Text:
BEGIN
Faraday’s Synaptic Gap

Faraday’s Synaptic Gap is a project that encompasses video and sound works, a print series, an audio piece for headphones and walking across Waterloo Bridge, small scale installations, drawings and text works, in addition to research documents, writing, and interventions within a library catalogue system. These elements were the basis of a solo exhibition held jointly at the National Poetry Library in the Southbank Centre and the Book Library at the Courtauld Institute of Art, London.

As the bridge is crossed between the north and south banks of the river, sound results from magnets affecting the left and right ears – as faint electrical signals attract and repel a coil of copper wire, which, in turn, moves a diaphragm: pushing air, and with it, sound waves into the ear canal.

Michael Faraday was the son of a blacksmith, an apprentice bookbinder, and a self-taught chemist and physicist who became director of the laboratory at the Royal Institution. At high water, the 1,326 feet which separated the north and south banks, occupied his thoughts.

Submerged Thought: in the interval where the ears hear their apparatus. Human ears milled from wood that was taken from the failed foundations of Waterloo Bridge after it was demolished in 1936. The ears were installed either side of the second incarnation of Waterloo Bridge in two locations: the left ear at the Poetry Library, Southbank Centre; the right ear at the Book Library, The Courtauld Institute of Art, on the north bank of the Thames. Collection: The Library of Congress, DC.
END
Records:
BEGIN
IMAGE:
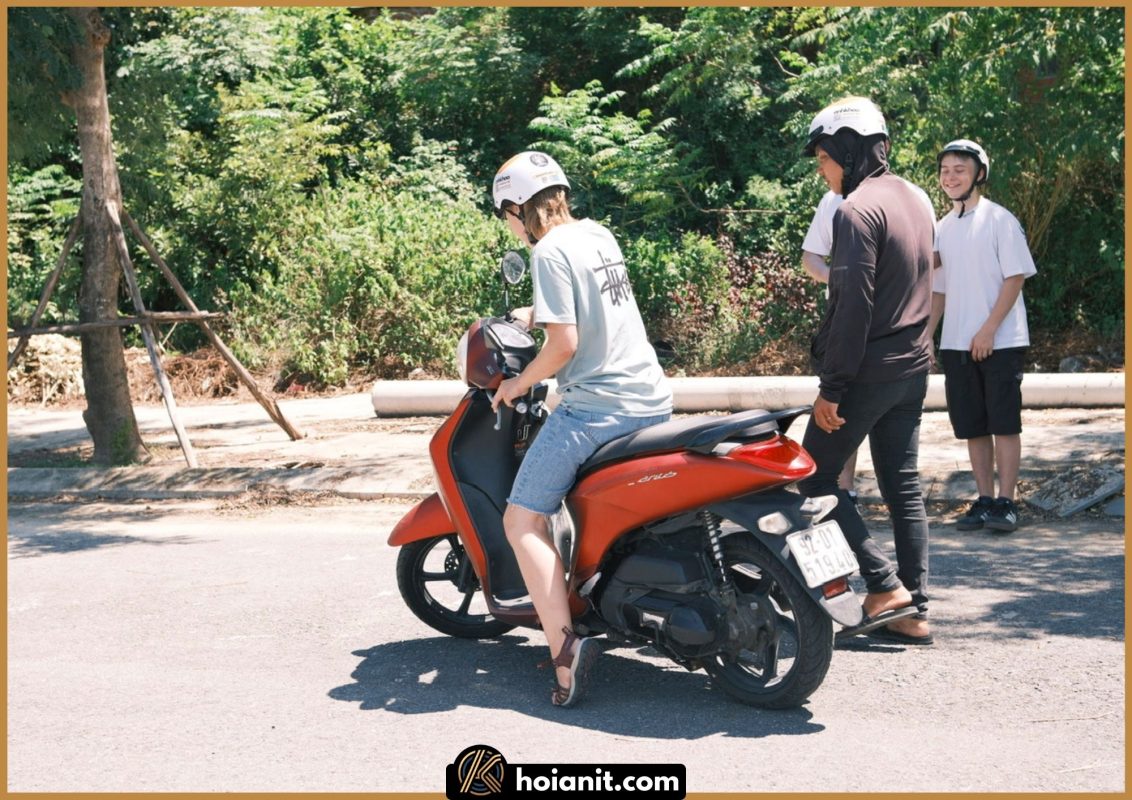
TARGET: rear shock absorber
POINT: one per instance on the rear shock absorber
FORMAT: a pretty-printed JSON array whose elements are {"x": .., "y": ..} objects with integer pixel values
[{"x": 715, "y": 542}]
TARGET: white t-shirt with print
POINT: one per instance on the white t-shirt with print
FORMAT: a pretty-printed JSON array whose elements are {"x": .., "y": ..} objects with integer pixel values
[
  {"x": 580, "y": 278},
  {"x": 978, "y": 252}
]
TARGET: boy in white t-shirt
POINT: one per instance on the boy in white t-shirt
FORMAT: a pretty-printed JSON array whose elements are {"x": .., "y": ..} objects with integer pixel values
[{"x": 978, "y": 292}]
END
Required task 1:
Answer these from the project description:
(a) Where was the solo exhibition held?
(b) What was Michael Faraday's father's trade?
(c) In what year was Waterloo Bridge demolished?
Required task 2:
Please print the rows unchanged, from the line with "TARGET: boy in white t-shirt" up to and including the last line of the rows.
The rows are unrelated to the project description.

Task output 1:
(a) At the National Poetry Library in the Southbank Centre and the Book Library at the Courtauld Institute of Art, London.
(b) Blacksmith.
(c) 1936.

Task output 2:
TARGET: boy in white t-shirt
POINT: one per instance on the boy in white t-shirt
FORMAT: a pretty-printed JSON array whose elements are {"x": .., "y": ..} objects with integer pixel values
[{"x": 978, "y": 292}]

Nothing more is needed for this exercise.